### Required task
Extract each line from the items below that contains the string "device" and reproduce those lines unchanged.

.....

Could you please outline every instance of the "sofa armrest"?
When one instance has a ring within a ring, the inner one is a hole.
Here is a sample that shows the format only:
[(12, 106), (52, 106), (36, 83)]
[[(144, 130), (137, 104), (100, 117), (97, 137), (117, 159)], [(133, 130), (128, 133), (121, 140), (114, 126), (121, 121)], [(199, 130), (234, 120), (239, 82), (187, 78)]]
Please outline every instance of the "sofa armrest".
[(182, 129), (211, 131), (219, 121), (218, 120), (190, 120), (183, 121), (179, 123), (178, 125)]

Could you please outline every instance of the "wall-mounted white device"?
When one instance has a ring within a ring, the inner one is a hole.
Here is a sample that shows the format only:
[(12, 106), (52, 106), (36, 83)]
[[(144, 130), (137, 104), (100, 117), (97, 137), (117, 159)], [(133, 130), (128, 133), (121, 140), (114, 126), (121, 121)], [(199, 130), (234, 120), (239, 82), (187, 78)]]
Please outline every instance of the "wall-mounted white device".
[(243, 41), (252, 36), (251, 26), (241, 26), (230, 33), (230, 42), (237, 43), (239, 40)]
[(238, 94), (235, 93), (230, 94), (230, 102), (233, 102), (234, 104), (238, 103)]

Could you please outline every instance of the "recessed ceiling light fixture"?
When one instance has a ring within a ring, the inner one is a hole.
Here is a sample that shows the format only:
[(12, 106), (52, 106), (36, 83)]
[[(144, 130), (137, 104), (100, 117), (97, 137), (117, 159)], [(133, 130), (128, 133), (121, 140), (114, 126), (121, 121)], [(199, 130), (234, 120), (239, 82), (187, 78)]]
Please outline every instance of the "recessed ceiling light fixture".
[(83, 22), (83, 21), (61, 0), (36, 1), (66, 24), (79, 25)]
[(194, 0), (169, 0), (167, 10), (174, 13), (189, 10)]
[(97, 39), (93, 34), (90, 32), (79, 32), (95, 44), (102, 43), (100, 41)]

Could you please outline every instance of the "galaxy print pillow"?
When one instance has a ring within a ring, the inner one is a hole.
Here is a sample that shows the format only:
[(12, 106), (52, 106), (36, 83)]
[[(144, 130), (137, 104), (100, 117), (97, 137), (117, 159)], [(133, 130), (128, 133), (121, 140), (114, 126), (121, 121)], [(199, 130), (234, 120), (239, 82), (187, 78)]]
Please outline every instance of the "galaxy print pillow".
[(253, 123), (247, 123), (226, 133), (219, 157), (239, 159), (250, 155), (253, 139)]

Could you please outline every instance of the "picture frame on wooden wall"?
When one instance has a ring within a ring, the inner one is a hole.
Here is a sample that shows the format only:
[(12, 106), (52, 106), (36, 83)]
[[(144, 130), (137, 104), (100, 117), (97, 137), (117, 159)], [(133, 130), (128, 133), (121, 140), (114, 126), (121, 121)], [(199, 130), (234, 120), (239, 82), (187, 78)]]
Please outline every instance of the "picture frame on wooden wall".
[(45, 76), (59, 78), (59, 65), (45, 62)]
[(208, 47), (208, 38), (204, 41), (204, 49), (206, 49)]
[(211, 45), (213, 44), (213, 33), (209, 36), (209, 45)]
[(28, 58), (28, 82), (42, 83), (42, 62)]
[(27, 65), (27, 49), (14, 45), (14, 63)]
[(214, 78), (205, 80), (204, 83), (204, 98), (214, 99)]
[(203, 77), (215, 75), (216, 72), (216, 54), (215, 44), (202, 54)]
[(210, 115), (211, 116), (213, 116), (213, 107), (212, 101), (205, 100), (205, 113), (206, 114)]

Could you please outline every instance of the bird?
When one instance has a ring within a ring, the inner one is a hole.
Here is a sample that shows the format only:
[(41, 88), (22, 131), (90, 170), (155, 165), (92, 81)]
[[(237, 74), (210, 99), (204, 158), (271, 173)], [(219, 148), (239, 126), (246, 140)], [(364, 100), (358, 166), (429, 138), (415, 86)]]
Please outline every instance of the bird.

.....

### Solution to this exercise
Could you please outline every instance of the "wall-mounted white device"?
Please outline every instance of the "wall-mounted white device".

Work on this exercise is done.